SOURCE EXTRACT
******************************
Oskar (Oscar) Johann Kellner (13 May 1851 - 12 September 1911) was a German agricultural scientist (Agrikulturchemiker, Tierphysiologe).

Biography

Kellner was invited to teach in Japan as a foreign advisor by the Meiji government of the Empire of Japan to improve on Japanese agricultural productivity.

Arriving on 5 November 1881, he taught at the Komaba Agricultural School in Tokyo, and its successor, the Tokyo Agriculture and Forestry School (now a department within Tokyo University), and also conducted research into chemical fertilizers. He is considered the “father” of Japanese agricultural chemistry. His nutritional analysis of livestock feed was called the “Kellner Standard” and was subsequently adopted by the Japanese livestock industry. Kellner returned to Germany on 31 December 1892.
******************************
Data items:

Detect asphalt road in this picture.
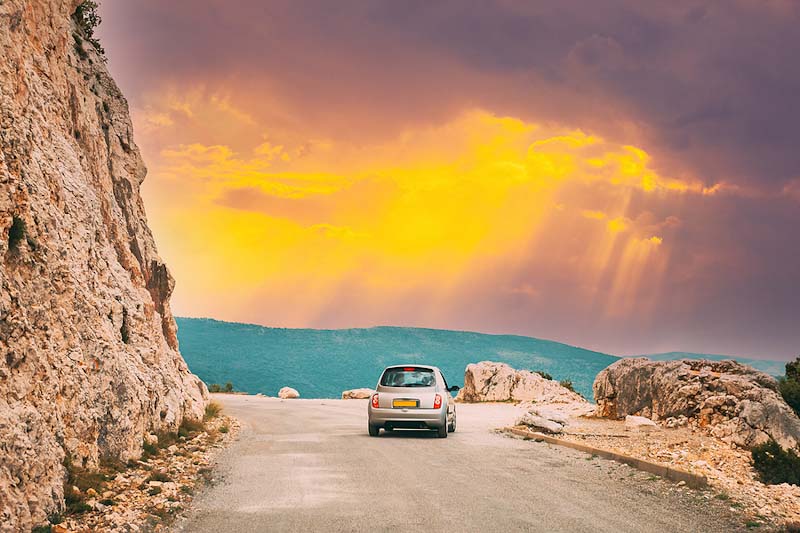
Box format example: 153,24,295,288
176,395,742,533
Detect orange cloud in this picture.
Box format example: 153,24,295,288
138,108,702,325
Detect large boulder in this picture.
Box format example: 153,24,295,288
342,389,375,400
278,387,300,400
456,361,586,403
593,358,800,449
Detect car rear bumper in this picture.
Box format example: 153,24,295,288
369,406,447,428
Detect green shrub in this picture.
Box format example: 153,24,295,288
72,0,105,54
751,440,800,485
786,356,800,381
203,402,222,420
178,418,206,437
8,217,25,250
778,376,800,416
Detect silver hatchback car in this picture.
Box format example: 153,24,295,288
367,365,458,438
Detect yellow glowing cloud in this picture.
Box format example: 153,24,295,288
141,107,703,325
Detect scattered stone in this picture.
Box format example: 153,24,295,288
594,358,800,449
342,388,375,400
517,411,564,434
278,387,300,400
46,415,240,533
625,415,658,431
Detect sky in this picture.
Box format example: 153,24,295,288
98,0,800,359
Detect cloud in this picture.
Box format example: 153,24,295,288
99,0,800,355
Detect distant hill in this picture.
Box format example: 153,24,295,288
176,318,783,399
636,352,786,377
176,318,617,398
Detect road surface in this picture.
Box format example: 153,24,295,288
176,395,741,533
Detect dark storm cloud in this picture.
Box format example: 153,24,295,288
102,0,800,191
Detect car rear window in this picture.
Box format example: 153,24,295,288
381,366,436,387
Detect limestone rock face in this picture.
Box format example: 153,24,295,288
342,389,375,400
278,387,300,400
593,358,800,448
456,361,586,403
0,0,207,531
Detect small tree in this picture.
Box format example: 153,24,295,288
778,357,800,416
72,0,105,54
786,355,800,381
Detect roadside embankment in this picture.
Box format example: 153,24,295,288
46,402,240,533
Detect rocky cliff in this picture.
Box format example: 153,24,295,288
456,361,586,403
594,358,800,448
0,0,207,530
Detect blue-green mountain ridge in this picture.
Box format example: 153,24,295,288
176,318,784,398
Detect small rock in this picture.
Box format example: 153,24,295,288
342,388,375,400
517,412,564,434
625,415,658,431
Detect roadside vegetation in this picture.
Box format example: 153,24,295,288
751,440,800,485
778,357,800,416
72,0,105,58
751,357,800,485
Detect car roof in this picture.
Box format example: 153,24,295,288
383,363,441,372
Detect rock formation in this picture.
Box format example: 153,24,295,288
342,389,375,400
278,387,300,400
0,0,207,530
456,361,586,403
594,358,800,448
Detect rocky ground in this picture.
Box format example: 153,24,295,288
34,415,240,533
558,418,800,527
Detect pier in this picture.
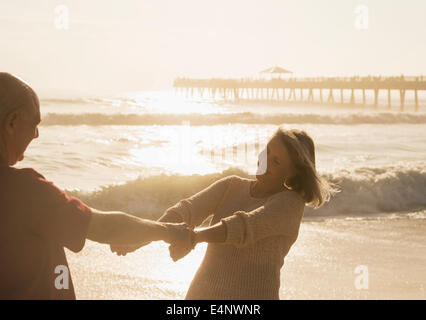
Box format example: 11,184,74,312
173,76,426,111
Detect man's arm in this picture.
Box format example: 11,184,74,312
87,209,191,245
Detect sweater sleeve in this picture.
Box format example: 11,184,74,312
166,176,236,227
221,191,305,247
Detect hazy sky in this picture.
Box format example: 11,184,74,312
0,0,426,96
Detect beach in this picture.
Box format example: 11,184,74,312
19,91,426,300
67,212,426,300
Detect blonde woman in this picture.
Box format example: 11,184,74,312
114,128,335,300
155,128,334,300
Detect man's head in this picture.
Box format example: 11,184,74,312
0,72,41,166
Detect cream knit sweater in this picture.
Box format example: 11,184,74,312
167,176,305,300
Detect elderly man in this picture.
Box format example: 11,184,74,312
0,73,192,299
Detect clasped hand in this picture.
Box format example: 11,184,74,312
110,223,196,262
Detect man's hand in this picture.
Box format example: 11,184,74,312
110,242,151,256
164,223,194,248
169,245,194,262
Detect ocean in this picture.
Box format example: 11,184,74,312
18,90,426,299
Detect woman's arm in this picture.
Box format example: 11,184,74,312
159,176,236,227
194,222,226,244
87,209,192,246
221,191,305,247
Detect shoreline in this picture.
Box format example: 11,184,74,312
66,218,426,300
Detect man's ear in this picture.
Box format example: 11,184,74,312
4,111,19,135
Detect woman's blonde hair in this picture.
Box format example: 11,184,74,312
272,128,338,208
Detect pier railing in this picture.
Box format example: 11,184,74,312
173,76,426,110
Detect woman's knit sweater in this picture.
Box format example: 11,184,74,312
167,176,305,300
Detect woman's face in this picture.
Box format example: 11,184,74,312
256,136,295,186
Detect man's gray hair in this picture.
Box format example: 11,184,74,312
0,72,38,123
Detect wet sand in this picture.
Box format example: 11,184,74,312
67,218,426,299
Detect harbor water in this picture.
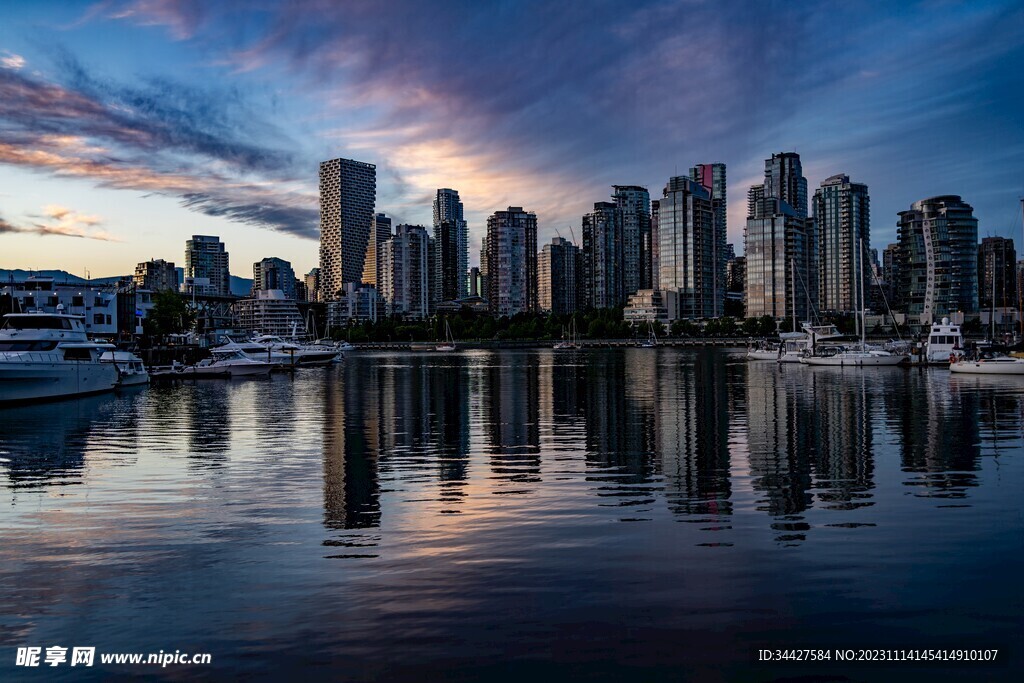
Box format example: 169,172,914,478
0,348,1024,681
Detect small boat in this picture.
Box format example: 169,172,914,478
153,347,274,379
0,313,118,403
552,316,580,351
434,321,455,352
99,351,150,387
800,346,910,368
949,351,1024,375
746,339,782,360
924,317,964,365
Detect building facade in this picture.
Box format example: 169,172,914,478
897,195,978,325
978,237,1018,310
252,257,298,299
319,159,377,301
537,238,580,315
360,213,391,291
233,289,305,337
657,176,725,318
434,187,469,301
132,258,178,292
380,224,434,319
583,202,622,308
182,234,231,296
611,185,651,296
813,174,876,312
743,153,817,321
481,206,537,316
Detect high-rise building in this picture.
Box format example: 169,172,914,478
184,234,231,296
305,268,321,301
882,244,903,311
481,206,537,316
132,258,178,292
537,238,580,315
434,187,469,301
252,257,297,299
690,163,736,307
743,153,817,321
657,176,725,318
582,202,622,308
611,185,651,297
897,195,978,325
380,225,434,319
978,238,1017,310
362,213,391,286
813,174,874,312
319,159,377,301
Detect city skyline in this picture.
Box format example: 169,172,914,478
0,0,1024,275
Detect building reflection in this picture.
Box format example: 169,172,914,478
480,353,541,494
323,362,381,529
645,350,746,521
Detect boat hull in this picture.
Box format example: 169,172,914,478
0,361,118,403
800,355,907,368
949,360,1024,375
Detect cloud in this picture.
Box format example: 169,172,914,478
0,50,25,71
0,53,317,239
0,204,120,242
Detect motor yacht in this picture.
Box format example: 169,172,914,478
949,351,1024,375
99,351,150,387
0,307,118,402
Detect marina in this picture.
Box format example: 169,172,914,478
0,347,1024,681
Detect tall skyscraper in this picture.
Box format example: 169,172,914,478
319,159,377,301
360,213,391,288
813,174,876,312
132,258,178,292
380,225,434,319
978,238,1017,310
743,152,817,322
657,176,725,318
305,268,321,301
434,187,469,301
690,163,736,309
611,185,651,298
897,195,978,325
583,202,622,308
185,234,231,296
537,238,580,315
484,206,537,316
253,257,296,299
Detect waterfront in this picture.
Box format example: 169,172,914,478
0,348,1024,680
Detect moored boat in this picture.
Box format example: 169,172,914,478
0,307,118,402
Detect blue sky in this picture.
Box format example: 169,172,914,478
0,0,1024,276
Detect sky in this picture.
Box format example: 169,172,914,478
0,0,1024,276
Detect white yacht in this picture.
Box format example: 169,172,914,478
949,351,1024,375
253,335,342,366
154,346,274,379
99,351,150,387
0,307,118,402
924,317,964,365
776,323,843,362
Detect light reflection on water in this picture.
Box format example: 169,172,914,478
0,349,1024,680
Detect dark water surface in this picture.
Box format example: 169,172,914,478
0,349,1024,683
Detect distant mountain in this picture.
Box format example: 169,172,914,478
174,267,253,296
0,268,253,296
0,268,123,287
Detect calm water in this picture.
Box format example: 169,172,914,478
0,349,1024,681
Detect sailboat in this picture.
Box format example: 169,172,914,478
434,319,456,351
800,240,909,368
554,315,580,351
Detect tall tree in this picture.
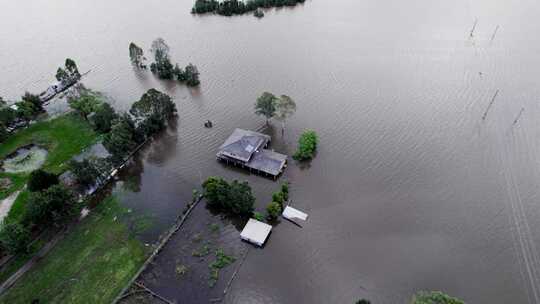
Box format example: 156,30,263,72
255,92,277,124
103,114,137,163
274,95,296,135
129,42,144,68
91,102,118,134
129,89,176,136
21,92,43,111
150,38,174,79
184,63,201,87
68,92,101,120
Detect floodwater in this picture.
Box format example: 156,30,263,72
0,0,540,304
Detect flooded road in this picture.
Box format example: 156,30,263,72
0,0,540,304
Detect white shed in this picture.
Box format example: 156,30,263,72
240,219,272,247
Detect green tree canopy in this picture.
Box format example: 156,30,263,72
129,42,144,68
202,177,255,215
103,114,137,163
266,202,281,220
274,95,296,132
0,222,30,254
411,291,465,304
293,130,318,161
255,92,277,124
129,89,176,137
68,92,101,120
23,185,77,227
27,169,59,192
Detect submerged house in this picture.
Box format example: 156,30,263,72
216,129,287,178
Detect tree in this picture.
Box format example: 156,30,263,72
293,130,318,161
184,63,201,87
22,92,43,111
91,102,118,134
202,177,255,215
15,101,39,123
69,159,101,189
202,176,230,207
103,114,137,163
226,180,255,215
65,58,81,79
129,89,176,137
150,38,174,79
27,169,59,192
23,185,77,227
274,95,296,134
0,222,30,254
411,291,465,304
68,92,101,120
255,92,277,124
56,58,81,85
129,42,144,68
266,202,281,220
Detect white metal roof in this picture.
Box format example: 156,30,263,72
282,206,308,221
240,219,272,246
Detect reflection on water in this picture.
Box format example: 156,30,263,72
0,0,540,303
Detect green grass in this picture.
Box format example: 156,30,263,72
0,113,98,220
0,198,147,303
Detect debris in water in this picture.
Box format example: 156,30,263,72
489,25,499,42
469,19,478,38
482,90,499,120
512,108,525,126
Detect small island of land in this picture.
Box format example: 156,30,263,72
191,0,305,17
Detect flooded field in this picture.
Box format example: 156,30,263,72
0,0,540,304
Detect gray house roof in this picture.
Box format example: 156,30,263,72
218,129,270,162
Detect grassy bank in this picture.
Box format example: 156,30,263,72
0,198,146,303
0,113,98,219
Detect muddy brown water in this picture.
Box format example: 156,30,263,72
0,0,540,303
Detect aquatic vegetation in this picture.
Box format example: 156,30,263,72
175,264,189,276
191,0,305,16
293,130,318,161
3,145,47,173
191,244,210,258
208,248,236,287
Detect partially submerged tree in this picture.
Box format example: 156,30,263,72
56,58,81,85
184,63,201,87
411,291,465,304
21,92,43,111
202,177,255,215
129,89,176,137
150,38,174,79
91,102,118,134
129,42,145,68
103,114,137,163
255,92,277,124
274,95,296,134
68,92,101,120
******************************
STATED TASK
Extend the biographical passage on Oskar Kellner, picking up directly after its closing sentence. The entries are independent material, separate from the biographical passage on Oskar Kellner.

ANSWER TO THE TASK
The Kellner rice fields at Komabano Park close to the University of Tokyo Komaba campus, serve as a lasting tribute to his research activities while in Japan.

Works 
 die Ernährung der landwirtschaftlichen Nutztiere, 1905
 Grundzüge der Fütteringslehre, 1907

External links 
 
 from Tokyo University Department of Agricultural Sciences (Japanese)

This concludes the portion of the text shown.